**STORED RECORDS**
-- -- --

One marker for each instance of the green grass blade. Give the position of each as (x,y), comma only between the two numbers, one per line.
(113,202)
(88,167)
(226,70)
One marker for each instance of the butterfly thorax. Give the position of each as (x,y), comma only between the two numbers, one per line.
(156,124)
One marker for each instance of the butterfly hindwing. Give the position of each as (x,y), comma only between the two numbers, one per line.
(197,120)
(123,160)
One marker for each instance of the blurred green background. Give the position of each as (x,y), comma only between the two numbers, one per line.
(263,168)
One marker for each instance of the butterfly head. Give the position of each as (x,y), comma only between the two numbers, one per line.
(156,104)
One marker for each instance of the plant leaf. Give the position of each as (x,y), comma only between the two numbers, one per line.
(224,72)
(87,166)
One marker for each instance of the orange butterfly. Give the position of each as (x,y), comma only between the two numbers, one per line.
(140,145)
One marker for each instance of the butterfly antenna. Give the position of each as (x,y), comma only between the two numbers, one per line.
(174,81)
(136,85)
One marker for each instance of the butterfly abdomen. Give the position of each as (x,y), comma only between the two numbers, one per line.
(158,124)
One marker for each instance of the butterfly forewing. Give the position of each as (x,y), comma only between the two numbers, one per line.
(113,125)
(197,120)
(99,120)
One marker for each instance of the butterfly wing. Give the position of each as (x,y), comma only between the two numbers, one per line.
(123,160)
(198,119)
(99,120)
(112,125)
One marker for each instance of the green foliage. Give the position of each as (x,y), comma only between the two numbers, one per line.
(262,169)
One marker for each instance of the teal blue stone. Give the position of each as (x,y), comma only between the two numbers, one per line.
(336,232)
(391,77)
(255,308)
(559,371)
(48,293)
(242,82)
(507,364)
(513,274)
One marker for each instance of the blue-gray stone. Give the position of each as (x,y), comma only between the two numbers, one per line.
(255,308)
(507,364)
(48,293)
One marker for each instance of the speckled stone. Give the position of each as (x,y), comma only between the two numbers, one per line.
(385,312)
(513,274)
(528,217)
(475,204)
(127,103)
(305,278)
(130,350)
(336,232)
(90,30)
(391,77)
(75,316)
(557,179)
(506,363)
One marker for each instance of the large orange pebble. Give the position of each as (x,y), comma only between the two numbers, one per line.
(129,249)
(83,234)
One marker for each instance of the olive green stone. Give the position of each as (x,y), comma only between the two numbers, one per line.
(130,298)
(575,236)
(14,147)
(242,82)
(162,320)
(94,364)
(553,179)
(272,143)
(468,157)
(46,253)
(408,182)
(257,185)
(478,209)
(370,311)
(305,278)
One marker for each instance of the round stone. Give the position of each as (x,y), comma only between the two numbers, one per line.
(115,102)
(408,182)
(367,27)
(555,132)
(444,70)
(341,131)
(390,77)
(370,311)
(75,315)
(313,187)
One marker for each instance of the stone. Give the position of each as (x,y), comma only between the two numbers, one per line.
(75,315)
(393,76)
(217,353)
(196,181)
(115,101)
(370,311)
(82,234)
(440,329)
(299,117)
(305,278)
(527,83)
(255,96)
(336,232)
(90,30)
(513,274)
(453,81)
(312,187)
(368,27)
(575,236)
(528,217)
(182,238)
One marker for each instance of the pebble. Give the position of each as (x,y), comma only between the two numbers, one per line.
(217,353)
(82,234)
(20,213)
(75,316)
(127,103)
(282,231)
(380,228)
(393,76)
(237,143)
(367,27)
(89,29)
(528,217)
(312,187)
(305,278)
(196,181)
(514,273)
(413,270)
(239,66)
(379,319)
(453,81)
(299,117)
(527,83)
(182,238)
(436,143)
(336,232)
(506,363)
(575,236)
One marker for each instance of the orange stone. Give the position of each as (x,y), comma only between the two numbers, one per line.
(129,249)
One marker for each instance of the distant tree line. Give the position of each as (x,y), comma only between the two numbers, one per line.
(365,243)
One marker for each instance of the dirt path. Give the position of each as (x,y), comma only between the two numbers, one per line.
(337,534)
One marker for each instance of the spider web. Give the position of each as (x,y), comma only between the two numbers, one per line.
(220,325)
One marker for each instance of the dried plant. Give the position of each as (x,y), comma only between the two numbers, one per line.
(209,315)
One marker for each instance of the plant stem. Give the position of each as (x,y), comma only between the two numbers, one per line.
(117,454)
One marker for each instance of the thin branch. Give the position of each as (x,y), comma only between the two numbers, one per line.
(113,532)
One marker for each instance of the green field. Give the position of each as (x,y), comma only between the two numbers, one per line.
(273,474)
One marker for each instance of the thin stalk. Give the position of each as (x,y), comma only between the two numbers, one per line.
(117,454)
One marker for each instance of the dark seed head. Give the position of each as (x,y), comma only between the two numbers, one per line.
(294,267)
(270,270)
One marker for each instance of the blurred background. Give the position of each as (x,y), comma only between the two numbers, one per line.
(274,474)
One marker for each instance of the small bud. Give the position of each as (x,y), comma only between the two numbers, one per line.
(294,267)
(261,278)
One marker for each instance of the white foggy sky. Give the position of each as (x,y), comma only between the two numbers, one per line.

-- -- --

Write every entry out again exactly.

One marker for each instance of the green grass blade. Give the position of each as (x,y), comma only between the two numbers, one per line.
(113,202)
(88,167)
(226,70)
One marker for each instance of the butterfly thorax. Give the position of each as (x,y), comma only between the two numbers, one per line.
(156,124)
One marker for each instance of the butterfly hindwing. Give the position of each as (x,y), comma only between the two numbers, one per line.
(197,120)
(123,160)
One marker for each instance of the blurred green background. Give the position of each as (x,y), comma only between the two numbers, one per line.
(263,168)
One marker for each instance of the butterfly head. Give the position of each as (x,y), comma only between the two numbers, one per line.
(156,104)
One marker for each instance of the plant leaf. Give the position of each as (x,y), comma only between the two numbers, one per line.
(224,72)
(87,166)
One marker for each instance of the orange butterfly. Give the position of each as (x,y), comma only between the two numbers, one per line.
(140,145)
One marker for each instance of the butterfly antenna. Give the position of each as (x,y), comma only between the two numbers, one per line.
(174,81)
(136,85)
One marker for each instance of the butterfly abdomen. Give the position of each as (x,y), comma only between the two numbers, one per line.
(158,124)
One marker for each instance of the butterfly forewing. Give the position of each as (x,y), comma only between the two numbers, one per line.
(113,125)
(197,120)
(99,120)
One marker for each instance of the butterfly wing. Give the position of each as (x,y), comma only between the two numbers, one per line.
(123,160)
(198,119)
(99,120)
(112,125)
One marker for each instance of the green foliage. Give the position of each as (x,y), comma only between the two numbers, one per line.
(262,169)
One marker for each instance of the teal blue stone. Give the position of each as (x,y), comma only between the two numbers, one per line.
(336,232)
(391,77)
(255,308)
(559,371)
(48,293)
(242,82)
(507,364)
(513,274)
One marker for each instance of the blue-gray stone. Give the position of each as (x,y), comma only between the two numbers, one per line.
(255,308)
(507,364)
(48,293)
One marker for each instance of the speckled stone. Give the position of each as (x,y), comma only between the two numbers, one per line.
(385,312)
(513,274)
(528,217)
(475,204)
(127,103)
(305,278)
(130,350)
(336,232)
(90,30)
(391,77)
(75,316)
(557,179)
(506,363)
One marker for each instance of the large orange pebble. Give the position of each as (x,y), comma only between the two numbers, one per line.
(129,249)
(83,234)
One marker for each instance of the olive green stone. Give the position of each as (x,y), comma only between the two numbers, one per line.
(130,298)
(575,236)
(14,147)
(242,82)
(162,320)
(94,364)
(553,179)
(272,143)
(468,157)
(46,253)
(408,182)
(257,185)
(478,209)
(370,311)
(305,278)
One marker for each instance of the round stone. Give the position of each as (x,y), comma only between the two numbers, one per line.
(115,102)
(408,182)
(367,27)
(555,132)
(444,70)
(341,131)
(390,77)
(370,311)
(75,315)
(313,187)
One marker for each instance of the stone. Give the position of each as (x,y), comma only between the two numbers, one per line.
(75,315)
(393,76)
(217,353)
(196,181)
(115,101)
(370,311)
(82,234)
(440,329)
(299,117)
(305,278)
(527,83)
(255,96)
(336,232)
(90,30)
(513,274)
(453,81)
(312,187)
(368,27)
(575,236)
(528,217)
(182,238)
One marker for each instance of the pebble. Give the position of each as (x,y), comma only between the two numbers, one per line.
(217,353)
(82,234)
(20,213)
(75,316)
(127,103)
(282,231)
(380,228)
(393,76)
(237,143)
(367,27)
(89,29)
(528,217)
(312,187)
(305,278)
(196,181)
(514,273)
(413,270)
(239,66)
(379,319)
(453,81)
(299,117)
(527,83)
(182,238)
(436,143)
(336,232)
(506,363)
(575,236)
One marker for each instance of the orange stone. Give the position of each as (x,y), comma only between the two numbers, one per line.
(129,249)
One marker for each instance of the distant tree line. Give the position of each as (x,y), comma only between the two numbers, one per line.
(365,243)
One marker for each instance of the dirt path. Give the position of each as (x,y), comma only between the two numbers, one per line.
(337,534)
One marker for each instance of the spider web. Give the position of each as (x,y), comma only between the two numbers, one per line.
(220,325)
One marker for each instance of the dried plant. Give the position of each as (x,y), comma only between the two numbers, one per line.
(209,315)
One marker for each instance of the plant stem. Give the position of each as (x,y), comma only between the two numbers, one per line.
(117,454)
One marker for each instance of the thin branch. Give the position of each as (x,y), comma only between the two numbers, one per line.
(113,532)
One marker for each instance of the green field. Give the position of each as (x,y), comma only between the two numbers, one per line.
(273,474)
One marker for each instance of the thin stalk. Give the position of each as (x,y), comma only between the two numbers, one per line.
(117,454)
One marker for each instance of the dark seed head. Give the position of each as (x,y), comma only between the two numbers, one per line.
(294,267)
(270,270)
One marker for each instance of the blurred background. Give the position of each as (x,y), comma only between the two numbers, one per line.
(274,474)
One marker for each instance of the small bud. Give the position of each as (x,y), comma only between the two numbers, one per line.
(294,267)
(261,278)
One marker for each instance of the white foggy sky. Give the position of each as (x,y), comma only between the two numbers, one per line.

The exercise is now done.